Exercise goal: Return the full set of entries precisely. Do not carry over any pictures.

Entries shown:
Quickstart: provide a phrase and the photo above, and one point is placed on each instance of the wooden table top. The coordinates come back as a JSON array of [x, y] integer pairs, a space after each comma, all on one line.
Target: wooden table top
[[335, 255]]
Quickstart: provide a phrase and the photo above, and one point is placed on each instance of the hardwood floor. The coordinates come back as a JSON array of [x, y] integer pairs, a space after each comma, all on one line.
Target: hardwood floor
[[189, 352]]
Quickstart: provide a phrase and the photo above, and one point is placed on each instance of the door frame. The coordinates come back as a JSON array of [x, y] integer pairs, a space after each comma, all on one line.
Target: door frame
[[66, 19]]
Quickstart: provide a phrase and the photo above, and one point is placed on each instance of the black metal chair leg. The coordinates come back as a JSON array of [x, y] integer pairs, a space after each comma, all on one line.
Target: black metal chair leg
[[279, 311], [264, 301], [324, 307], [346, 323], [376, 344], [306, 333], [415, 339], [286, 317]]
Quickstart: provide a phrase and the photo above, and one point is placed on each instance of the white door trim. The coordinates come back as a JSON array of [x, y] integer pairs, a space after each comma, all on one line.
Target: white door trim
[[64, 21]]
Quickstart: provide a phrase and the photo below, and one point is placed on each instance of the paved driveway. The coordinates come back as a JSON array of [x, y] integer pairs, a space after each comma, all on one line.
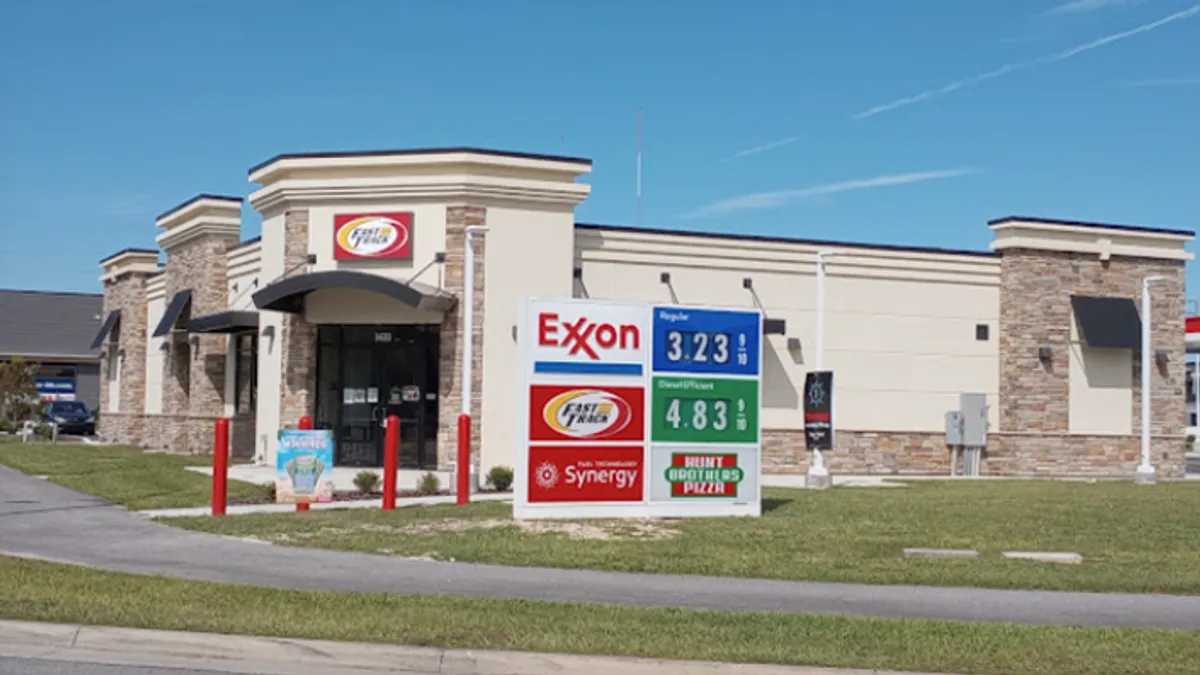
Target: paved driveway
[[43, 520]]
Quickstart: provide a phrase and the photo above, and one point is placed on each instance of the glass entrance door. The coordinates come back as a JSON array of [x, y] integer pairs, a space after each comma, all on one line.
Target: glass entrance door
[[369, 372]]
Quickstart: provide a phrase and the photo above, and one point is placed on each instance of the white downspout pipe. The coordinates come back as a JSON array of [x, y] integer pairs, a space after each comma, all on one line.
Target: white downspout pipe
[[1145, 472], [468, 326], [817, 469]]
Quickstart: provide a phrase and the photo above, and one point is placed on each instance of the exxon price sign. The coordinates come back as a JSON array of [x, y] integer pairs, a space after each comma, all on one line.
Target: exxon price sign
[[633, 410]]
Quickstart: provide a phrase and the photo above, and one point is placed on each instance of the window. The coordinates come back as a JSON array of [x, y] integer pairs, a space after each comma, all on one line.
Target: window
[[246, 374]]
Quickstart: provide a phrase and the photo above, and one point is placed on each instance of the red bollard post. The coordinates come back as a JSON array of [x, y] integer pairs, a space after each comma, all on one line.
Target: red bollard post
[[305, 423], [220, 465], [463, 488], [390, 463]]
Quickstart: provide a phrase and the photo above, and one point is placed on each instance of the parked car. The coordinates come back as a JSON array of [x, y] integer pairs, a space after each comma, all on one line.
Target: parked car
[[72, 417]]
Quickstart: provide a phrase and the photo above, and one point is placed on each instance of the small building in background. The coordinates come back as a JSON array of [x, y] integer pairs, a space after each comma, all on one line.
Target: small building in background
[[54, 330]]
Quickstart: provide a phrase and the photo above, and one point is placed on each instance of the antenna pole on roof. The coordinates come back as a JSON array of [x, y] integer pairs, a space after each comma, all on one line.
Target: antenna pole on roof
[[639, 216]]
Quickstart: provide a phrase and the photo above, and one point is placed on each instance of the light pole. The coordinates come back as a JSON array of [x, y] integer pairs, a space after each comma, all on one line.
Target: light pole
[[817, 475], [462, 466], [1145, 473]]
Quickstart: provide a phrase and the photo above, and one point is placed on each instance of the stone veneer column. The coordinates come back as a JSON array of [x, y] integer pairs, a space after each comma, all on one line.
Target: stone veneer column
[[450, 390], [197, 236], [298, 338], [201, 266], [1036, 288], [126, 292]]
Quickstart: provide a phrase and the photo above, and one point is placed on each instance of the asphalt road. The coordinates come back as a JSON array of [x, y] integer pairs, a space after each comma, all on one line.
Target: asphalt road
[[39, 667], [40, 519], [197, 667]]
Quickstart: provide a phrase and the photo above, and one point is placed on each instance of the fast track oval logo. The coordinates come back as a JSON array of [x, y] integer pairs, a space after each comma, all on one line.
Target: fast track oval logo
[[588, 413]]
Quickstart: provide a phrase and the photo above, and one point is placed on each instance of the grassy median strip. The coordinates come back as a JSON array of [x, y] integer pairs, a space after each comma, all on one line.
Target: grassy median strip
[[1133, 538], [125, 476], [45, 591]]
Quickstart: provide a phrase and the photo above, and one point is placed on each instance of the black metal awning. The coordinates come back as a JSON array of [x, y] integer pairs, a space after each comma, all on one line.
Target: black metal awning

Task result:
Quickstart: provide a phrase and the photo above, and one point is placed on each instance of the wooden table top. The coordinates come back as a JSON array of [x, y] integer pairs, a space after each comma, all on one line.
Target: wooden table top
[[335, 255]]
Quickstart: provide a phrase and the photo above, and one point is placed on each instance of the hardwood floor. The coordinates come back as a JSON array of [x, y] integer pairs, a space after each comma, all on one line.
Target: hardwood floor
[[189, 352]]
Quickstart: provide a phrase and the photo above, and one point is placed on each instance of the door frame. The coordinates come back as a JSON array of [x, y] integer pairs, a space after each comma, all on one line.
Target: door frame
[[66, 19]]
Quickstart: provide a phrase and the photo above, and one point is placed on each instance of the black metal chair leg. The coordinates come back as a JSON array of [x, y] integer pairs, a space after each comma, all on one line.
Target: black metal chair leg
[[279, 311], [264, 301], [324, 307], [346, 323], [376, 344], [306, 333], [415, 339], [286, 317]]
Quickstart: provide a phrase and the photo above, and one point is placed on each instance of the white door trim. The coordinates come back as a JSON array of [x, y] integer pairs, a space after each comma, all on one line.
Target: white door trim
[[64, 21]]
Quickstart: provide a phrase and the photo below, and one point is placed on each instance of the paved driveway. The coordinates come back as a JSON array of [x, y] integer pairs, a space after each comma, all on one line.
Target: paved driveway
[[43, 520]]
Quickstart: provide a phrase and the photo above, and one point is placed on each instance of the glass entrance door. The coordinates come back as a JSON array of [x, y] integer pairs, a space after each comma, all on one line.
Target: glass entrance door
[[369, 372]]
Quickstart: provide a phrase and the photo above, and one point is placed on each instance of the white downspout pipe. The coordinates come back as a JSON array of [x, y] integer pairs, a space after each comma, all on one line.
Target: white downspout pipe
[[1145, 472], [468, 326], [817, 469]]
Quickstart: provide a phrase and the photo above, and one point is placed on each instance of the exxon price sign. The coordinates come back as a JSON array of [x, y] integer pairs, a space after each comma, all on one line.
Target: exxon price sign
[[633, 410]]
Quickstart: provide a phrase and the photo above, and one point is placed on each instance of the window. The coordinates come back as a JSON array of [x, y] integer pairs, a space after each comma, all on one line.
Target: window
[[246, 374]]
Quickstart: provide a phrase and the photo above, and one point is placed on each instance of the red bollard post. The coordinates come back as a JSON array of [x, y] integer pairs, a space after each comma, all on one line.
Target: red bollard post
[[305, 423], [220, 465], [463, 488], [390, 463]]
Quickstart: provide a phrase and the photo above, and one point is placed on each instance of the parked car. The coordinates come back as a JSON array of [x, y] integer pairs, a space after each comma, all on one line.
Target: parked car
[[72, 417]]
Quickstart: provide a phrase and the photo above, and one point is placed on each instance of the small building in background. The coordinates come back as a JSON array of [x, y] integer pairs, a space after each comma, all on one line.
Target: small building in background
[[54, 330]]
Quickstart: provide a phrase and the photo above, and one point is placed on each instance of the antenna pole on roof. The coordinates come back as a JSON array of [x, y] integer pairs, a space after each comma, all on one line.
Target: antenna pole on roof
[[639, 216]]
Quickstart: provide a phrase and the photo above, and one point is placed on each instance of the light pole. The coordinates come back as a JSON array of [x, y] integer pairs, a space after each comma, all on one line.
Target: light pole
[[817, 475], [462, 466], [1145, 473]]
Quickstart: provide a phrase and the photo above, and one point is placed on each instance of the stone veneer column. The coordinates come back as a JSON array of [x, y] integer pairs, a space after each comma, all on one line.
Target: stone veneer column
[[450, 390], [197, 236], [298, 338], [201, 266], [1036, 288], [126, 292]]
Quickstart: provide a phrase and the photo above, and one point is placed on each instance of the asphalt road. The coordinates come back as a JSON array of [x, y] integer pairs, a space after each comma, all on one line.
Target: asphalt road
[[39, 667], [40, 519], [197, 667]]
Quickstart: provide a phrase and the photo above, and one point is placed on each instance of the fast track oval logo. The coordinates come back as a JSON array of [x, y] integer pairs, a space after each comma, all on one line.
Target: fast track oval logo
[[588, 413]]
Quickstart: provide a phrase and the photo above, and one point is placed on each instance of the grassy median strip. The coordinates come back as a JSON array of [x, y] integer pairs, a space after each comma, all on one line.
Target: grassy median strip
[[1133, 538], [125, 476], [45, 591]]
Quickstart: provide a phrase and the photo above, and one point is placed on each instance of the black metal awning. The coordinates come back as a JSON array of [x, y] integer pairs, a space after each comma, all on one line.
Target: black metal awning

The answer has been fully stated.